> [INFORMATION PROVIDED]
•••••
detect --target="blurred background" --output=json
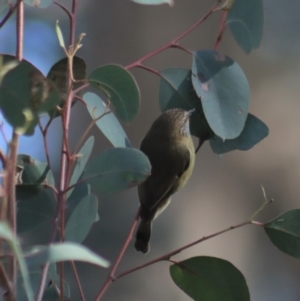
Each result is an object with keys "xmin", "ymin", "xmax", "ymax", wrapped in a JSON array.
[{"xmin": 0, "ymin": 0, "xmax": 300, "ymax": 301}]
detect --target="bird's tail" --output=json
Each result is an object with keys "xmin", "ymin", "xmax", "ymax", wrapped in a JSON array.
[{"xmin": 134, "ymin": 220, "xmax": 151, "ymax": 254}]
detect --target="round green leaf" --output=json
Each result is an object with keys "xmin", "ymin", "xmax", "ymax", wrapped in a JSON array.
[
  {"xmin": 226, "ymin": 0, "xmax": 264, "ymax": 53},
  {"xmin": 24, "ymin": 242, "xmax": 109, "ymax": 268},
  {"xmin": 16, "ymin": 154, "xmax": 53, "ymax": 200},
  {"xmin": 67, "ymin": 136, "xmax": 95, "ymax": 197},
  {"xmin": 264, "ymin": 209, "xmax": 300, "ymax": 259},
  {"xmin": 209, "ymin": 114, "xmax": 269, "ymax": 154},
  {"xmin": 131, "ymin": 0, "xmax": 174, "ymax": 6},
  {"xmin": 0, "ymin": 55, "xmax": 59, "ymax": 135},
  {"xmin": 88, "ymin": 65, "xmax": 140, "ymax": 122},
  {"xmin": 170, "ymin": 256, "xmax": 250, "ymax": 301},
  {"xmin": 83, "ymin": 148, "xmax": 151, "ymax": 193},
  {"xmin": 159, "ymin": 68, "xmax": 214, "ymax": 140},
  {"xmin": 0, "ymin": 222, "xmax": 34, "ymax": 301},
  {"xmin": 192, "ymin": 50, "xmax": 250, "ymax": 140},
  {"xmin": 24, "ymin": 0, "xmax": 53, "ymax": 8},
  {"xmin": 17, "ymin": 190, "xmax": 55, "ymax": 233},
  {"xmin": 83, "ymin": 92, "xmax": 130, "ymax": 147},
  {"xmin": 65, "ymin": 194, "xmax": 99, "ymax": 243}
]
•••••
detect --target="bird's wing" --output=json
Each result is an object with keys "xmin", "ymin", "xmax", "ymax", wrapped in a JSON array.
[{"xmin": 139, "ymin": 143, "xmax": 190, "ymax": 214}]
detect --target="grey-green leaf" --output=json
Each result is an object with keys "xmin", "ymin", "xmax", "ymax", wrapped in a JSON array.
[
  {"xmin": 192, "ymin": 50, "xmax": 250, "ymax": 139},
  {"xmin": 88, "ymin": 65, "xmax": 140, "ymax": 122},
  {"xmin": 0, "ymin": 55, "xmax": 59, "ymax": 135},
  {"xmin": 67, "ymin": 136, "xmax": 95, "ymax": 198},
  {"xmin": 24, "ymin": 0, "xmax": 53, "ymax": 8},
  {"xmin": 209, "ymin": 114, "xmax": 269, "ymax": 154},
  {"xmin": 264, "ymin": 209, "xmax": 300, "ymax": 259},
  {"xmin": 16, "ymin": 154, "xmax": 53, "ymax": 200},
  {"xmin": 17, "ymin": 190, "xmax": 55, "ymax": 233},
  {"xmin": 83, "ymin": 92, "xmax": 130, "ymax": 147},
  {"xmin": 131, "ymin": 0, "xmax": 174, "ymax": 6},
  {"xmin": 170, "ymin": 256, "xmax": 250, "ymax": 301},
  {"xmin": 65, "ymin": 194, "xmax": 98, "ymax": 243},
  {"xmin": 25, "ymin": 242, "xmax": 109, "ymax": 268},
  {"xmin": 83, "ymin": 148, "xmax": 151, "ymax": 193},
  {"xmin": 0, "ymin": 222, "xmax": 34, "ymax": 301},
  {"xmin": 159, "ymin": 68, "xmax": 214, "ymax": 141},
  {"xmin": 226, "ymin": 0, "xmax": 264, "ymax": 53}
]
•••••
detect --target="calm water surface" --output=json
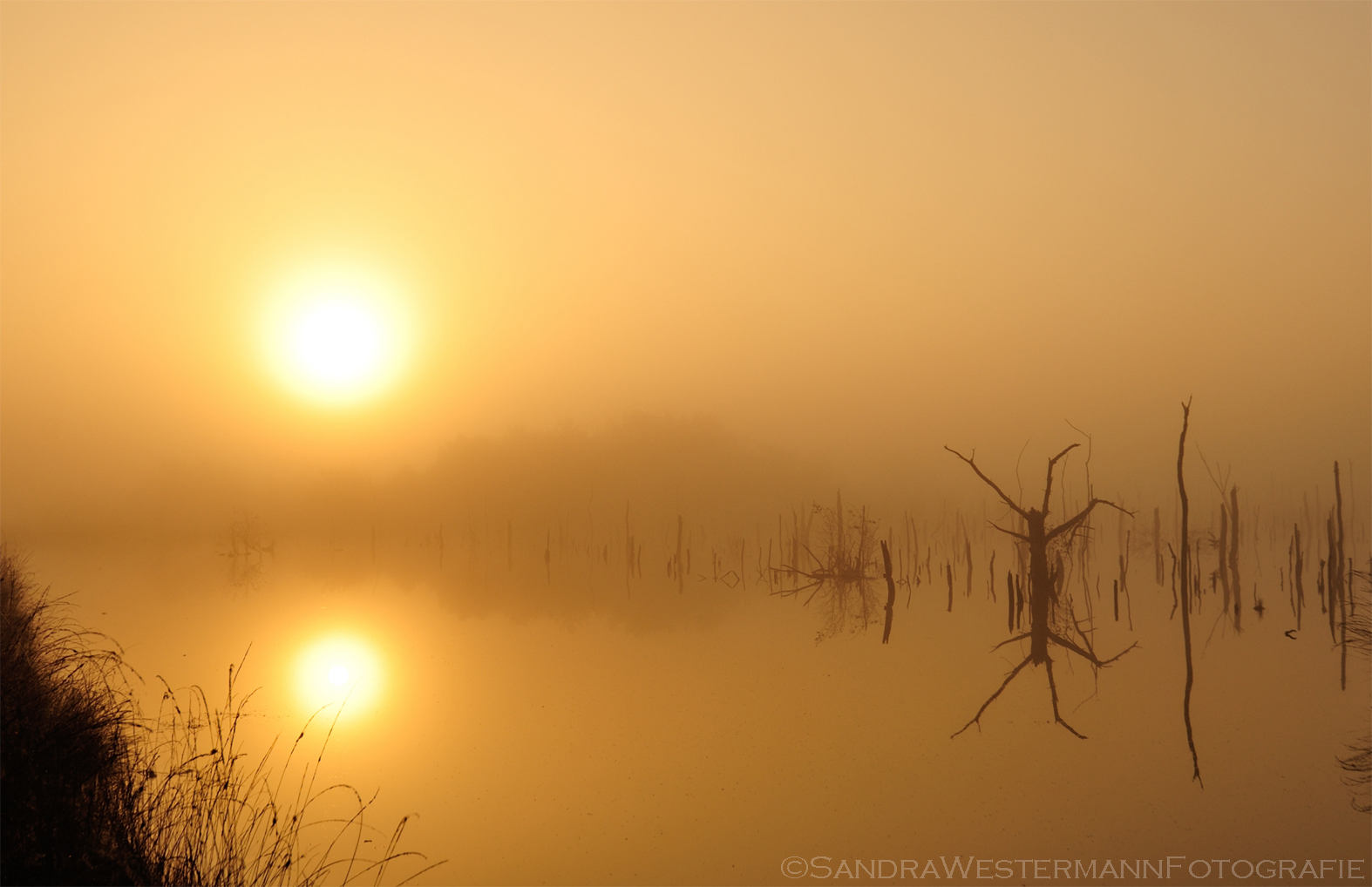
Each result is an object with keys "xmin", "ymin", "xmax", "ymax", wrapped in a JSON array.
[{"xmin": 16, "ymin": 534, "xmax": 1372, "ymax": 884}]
•••••
> [REQUEST] Counting case-sensitively, how many lines in the records above contain the string "detect"? Give only the number.

> [EXERCISE SOLUTION] 6